Teks Bacaan -
Makassar (ANTARA News) - Warga Jalan Pongtiku, Kecamatan Tallo, Makassar mengeluhkan pengurangan takaran minyak tanah bersubsidi yang dijual di pangkalan.

H Rahmatia salah seorang ibu rumah tangga, Rabu, mengaku jika harga minyak tanah bersubsidi sebelum ditarik dari pasaran sudah dipermainkan oleh pihak pangkalan.

Hal itu ditegaskan setelah dirinya bersama ibu rumah tangga lainnya usai melakukan transaksi jual beli minyak tanah di pangkalan Lia Afriany di Jalan Pongtiku, Makassar.

"Biasanya saya membeli minyak tanah Rp3.000 per liternya, namun setelah adanya kabar jika minyak tanah bersubsidi akan dihentikan, pihak pangkalan langsung mempermainkan takaran minyak tanahnya," ujarnya.

Tugas a -
Tuliskan kembali baris-baris daftar tanpa perubahan, mulai dari baris yang memuat "below and reports the location of each instance." (baris itu ikut disertakan) sampai akhir daftar, tetapi jangan masukkan gambar ke dalam jawaban.

Data Rujukan -
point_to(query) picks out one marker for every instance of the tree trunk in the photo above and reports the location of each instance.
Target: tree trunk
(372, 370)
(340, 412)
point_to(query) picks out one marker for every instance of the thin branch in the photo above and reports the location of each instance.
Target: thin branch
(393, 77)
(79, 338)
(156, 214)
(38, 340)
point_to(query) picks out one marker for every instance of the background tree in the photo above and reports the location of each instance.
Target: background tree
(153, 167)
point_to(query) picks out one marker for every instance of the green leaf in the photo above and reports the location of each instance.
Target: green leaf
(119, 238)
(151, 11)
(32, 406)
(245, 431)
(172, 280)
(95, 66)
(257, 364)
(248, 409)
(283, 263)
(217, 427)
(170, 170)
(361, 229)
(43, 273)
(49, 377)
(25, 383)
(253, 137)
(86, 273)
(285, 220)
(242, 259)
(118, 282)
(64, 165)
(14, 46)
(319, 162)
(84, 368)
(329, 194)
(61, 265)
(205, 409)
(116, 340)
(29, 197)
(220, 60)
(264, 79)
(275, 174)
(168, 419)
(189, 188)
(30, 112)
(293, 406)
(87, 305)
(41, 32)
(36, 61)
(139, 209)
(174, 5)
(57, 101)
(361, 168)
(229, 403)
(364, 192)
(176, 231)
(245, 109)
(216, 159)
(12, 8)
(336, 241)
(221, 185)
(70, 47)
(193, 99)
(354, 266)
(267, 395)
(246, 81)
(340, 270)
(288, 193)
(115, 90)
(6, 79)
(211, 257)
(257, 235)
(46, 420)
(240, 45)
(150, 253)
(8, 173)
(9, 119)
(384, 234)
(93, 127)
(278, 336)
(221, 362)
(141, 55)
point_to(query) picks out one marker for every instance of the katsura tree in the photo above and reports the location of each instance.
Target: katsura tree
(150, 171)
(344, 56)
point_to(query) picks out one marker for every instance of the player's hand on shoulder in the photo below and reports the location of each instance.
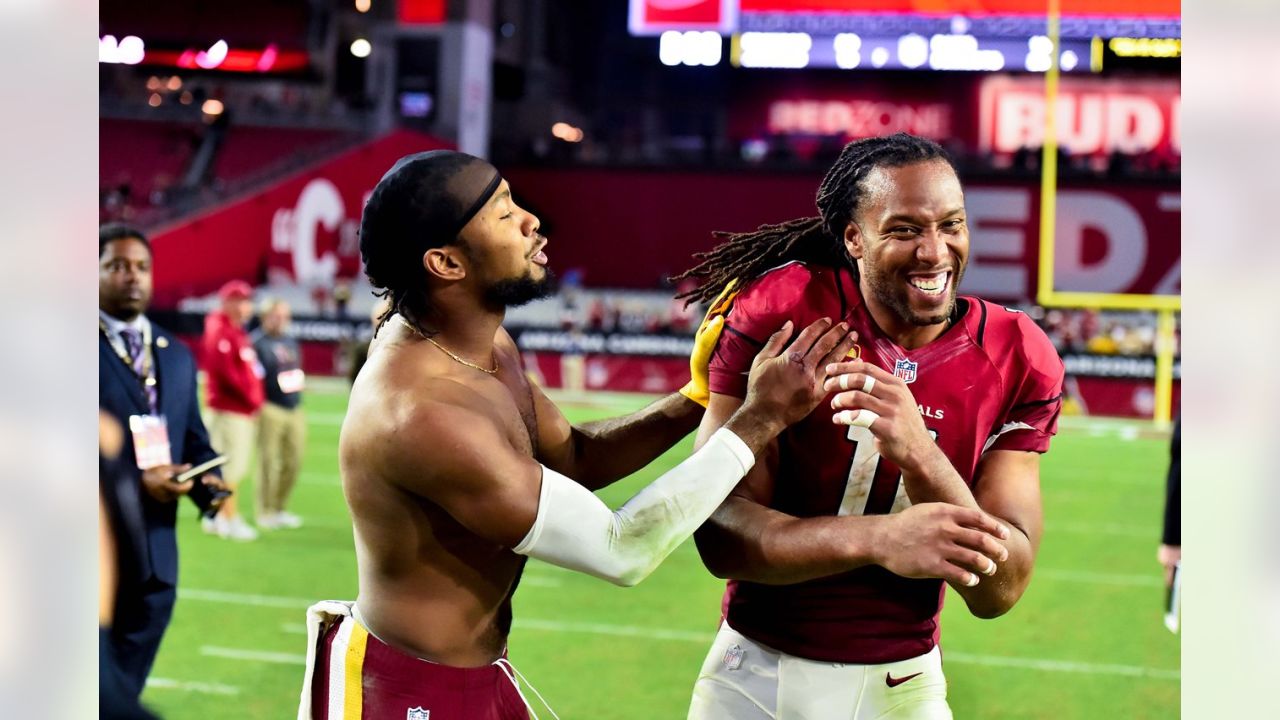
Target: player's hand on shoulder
(936, 540)
(786, 381)
(871, 397)
(159, 482)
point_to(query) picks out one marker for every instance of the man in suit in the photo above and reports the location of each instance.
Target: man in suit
(147, 382)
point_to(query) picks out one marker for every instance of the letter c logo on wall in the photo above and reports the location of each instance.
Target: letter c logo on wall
(293, 231)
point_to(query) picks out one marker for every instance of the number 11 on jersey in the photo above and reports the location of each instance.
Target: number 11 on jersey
(872, 488)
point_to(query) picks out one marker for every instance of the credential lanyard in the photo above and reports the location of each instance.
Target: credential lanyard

Tugas b -
Ketik ulang bagian teks bacaan tanpa mengubah apa pun, mulai dari kata-kata "Makassar (ANTARA News)" sampai kata-kata "Jalan Pongtiku, Makassar.".

Jawaban Benar a -
point_to(query) picks out one marker for every instance of the player's hand on shoulder in the photo below and reports the location of each instance.
Target: player's hand on shoulder
(936, 540)
(786, 381)
(871, 397)
(159, 482)
point_to(query) picks out one marker for every instance of the man in suit in the photo above and reports the location of each instance.
Target: man in suit
(147, 382)
point_to(query) picks out one marker for every instance of the letter c logo on wall in the photo above and reports the location of each instance.
Target: letter c logo on wall
(293, 231)
point_to(query) picks out one marker for every instance of the number 11 on jersey in the photo above and reports the location of each instance.
Target: number 11 on jersey
(872, 488)
point_to(query) picks out one marker for every instance of the credential lanyard in the photo above and reports the location of each instance.
Target: credential lanyard

Jawaban Benar b -
Makassar (ANTARA News) - Warga Jalan Pongtiku, Kecamatan Tallo, Makassar mengeluhkan pengurangan takaran minyak tanah bersubsidi yang dijual di pangkalan.

H Rahmatia salah seorang ibu rumah tangga, Rabu, mengaku jika harga minyak tanah bersubsidi sebelum ditarik dari pasaran sudah dipermainkan oleh pihak pangkalan.

Hal itu ditegaskan setelah dirinya bersama ibu rumah tangga lainnya usai melakukan transaksi jual beli minyak tanah di pangkalan Lia Afriany di Jalan Pongtiku, Makassar.